= Beginning of Section =

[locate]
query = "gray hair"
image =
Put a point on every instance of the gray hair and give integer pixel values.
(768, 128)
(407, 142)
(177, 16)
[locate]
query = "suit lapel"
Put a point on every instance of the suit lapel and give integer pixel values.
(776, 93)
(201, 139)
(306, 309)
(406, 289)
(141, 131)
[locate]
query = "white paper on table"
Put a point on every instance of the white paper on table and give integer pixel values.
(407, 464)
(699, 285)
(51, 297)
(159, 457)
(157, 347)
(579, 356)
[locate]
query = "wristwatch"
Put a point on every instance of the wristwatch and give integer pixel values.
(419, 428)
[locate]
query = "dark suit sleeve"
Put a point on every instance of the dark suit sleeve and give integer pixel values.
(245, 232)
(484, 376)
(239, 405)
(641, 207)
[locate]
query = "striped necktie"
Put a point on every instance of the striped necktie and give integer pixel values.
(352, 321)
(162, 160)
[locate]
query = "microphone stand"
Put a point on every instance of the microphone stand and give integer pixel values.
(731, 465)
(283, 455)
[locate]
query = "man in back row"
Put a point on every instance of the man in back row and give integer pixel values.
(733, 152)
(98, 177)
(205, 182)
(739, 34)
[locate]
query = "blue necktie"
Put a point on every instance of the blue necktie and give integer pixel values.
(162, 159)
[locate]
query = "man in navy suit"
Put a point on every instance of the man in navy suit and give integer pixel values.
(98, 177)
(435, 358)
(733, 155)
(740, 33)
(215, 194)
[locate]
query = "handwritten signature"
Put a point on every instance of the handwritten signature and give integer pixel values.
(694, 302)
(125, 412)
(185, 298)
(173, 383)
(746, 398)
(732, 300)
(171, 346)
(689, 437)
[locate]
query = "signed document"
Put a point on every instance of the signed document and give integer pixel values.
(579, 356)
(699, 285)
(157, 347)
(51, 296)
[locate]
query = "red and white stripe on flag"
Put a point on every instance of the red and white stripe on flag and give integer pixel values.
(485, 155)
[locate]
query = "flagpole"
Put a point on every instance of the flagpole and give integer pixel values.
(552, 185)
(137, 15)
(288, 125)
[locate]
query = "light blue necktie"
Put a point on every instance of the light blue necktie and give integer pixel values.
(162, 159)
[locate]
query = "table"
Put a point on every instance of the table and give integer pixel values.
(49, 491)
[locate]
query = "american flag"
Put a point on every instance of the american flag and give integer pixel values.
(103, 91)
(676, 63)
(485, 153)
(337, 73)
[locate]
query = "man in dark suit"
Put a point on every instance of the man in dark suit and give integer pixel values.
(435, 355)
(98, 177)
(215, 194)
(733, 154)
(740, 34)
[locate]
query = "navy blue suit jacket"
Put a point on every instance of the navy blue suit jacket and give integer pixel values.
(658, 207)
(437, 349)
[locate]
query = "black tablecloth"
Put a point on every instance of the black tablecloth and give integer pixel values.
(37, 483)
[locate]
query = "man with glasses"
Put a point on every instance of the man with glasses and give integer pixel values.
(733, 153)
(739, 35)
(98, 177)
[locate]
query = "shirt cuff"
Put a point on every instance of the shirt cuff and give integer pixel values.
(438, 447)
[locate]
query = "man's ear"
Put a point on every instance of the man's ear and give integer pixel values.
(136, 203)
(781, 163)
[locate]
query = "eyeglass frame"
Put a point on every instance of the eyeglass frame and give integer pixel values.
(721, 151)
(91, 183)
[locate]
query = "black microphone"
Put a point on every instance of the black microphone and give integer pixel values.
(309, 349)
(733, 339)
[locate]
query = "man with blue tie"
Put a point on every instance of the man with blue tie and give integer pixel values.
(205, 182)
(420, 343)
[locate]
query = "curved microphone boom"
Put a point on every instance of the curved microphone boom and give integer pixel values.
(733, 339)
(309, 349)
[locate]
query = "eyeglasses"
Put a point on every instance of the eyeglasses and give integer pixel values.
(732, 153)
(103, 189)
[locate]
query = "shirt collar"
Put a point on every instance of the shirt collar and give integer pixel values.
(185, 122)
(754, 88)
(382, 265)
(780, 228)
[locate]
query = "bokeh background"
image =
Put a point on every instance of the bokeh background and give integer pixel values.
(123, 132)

= End of Section =

= EXERCISE INSTRUCTIONS =
Please return every entry exactly as it appears.

= SOLUTION FOR THIS EXERCISE =
[locate]
query = "gray hair"
image =
Put a point on every instance of the gray hair and give integer pixel values.
(768, 128)
(407, 142)
(177, 16)
[locate]
query = "suit lapel"
Put a point on every instance of the suit lapel and give integer pixel values.
(776, 93)
(201, 139)
(306, 309)
(406, 289)
(141, 131)
[locate]
query = "white paper on table"
Put a point on every instance of the white paper on table and give integer pixel values.
(407, 464)
(699, 285)
(51, 297)
(159, 457)
(157, 347)
(579, 356)
[locate]
query = "wristwatch"
Put a point on every instance of the wristwatch and give integer pixel values.
(419, 428)
[locate]
query = "dark suit sleeve"
Put a point on every instance of the dark suit sleeve and give integer pixel values.
(245, 232)
(484, 376)
(239, 405)
(641, 207)
[locate]
query = "striped necktie"
Put a point on every instance of the striped necktie and give integer pixel values.
(352, 321)
(162, 160)
[locate]
query = "microphone stand"
Put a point on every instance of the microphone stand and give integer pixel values.
(731, 465)
(283, 455)
[locate]
query = "man in back row"
Put a point on every instance of the man in back row and give integer pixel values.
(733, 152)
(98, 177)
(205, 182)
(739, 34)
[locate]
query = "blue necktie"
Put a point on every instance of the blue necktie and give integer pixel values.
(162, 159)
[locate]
query = "man in navy suit"
Put a point on every instance of the man in navy suit and give integer pixel values.
(98, 177)
(435, 358)
(733, 155)
(740, 33)
(215, 194)
[locate]
query = "handwritten signature"
Put a point on every instance of the handwritten signature and give integer pixel values.
(694, 302)
(125, 412)
(185, 298)
(173, 383)
(746, 398)
(732, 300)
(171, 346)
(689, 437)
[locate]
query = "signed document"
Put a point on every instance of the signed document and give integer pixel values.
(579, 356)
(699, 285)
(157, 347)
(51, 296)
[locate]
query = "red and white stripe on flag"
Put a point on every instance of the red and white stripe on flag and give integer pixel values.
(485, 155)
[locate]
query = "flagpole"
Put a point on every instance of the flagpole and give integer pixel values.
(552, 185)
(137, 15)
(288, 125)
[locate]
query = "light blue necktie"
Put a point on every instance of the light blue necktie and give integer pixel values.
(162, 159)
[locate]
query = "table"
Put a point on every instance of the table and give integer pixel values.
(49, 491)
[locate]
query = "american flag"
Put a point on every instance of the american flag and give integer pixel values.
(103, 91)
(676, 63)
(485, 153)
(337, 73)
[locate]
query = "man in dark suit"
Put a point on every instance of the man in dark suit and give integer pixel values.
(435, 355)
(98, 177)
(215, 194)
(733, 154)
(740, 34)
[locate]
query = "navy blue suit jacket"
Put a point on every instance of the navy blue suit jacket and give integer pixel values.
(658, 207)
(437, 349)
[locate]
query = "black tablecloth"
Put a point on every instance of the black tablecloth and give integer pixel values.
(37, 483)
[locate]
query = "man with glasses"
Put a point on every instance of the man with glasses and give integer pixel values.
(733, 153)
(739, 35)
(98, 177)
[locate]
query = "shirt cuff"
Put a point on every instance of the shirt cuff and give integer pixel values.
(438, 447)
[locate]
query = "man's ear"
Put a point on every instance of the man's ear and give integer pixel values.
(136, 203)
(781, 163)
[locate]
query = "eyeglass frame"
Put a point on every instance of the eyeglass frame and give integer pixel values.
(721, 151)
(91, 183)
[locate]
query = "black microphone"
Put a point on every instance of the black microphone and give integer pixel values.
(309, 349)
(733, 339)
[locate]
query = "man with blue tie"
Put a point on every instance of the man with blue tie and give integer pixel values.
(205, 182)
(420, 343)
[locate]
query = "curved microphone boom"
Put a point on every instance of the curved microphone boom and give integer pixel values.
(733, 339)
(309, 349)
[locate]
query = "eyeglasses"
Put a point on every instance of the eyeglasses and give integer pixel values.
(732, 153)
(103, 189)
[locate]
query = "shirt collar"
Put a point on every instance of the shirt collar and give integer pixel values.
(185, 122)
(754, 88)
(382, 265)
(780, 228)
[locate]
query = "bokeh background"
image =
Put a point on every instance of the bokeh background and give integer pixel values.
(123, 132)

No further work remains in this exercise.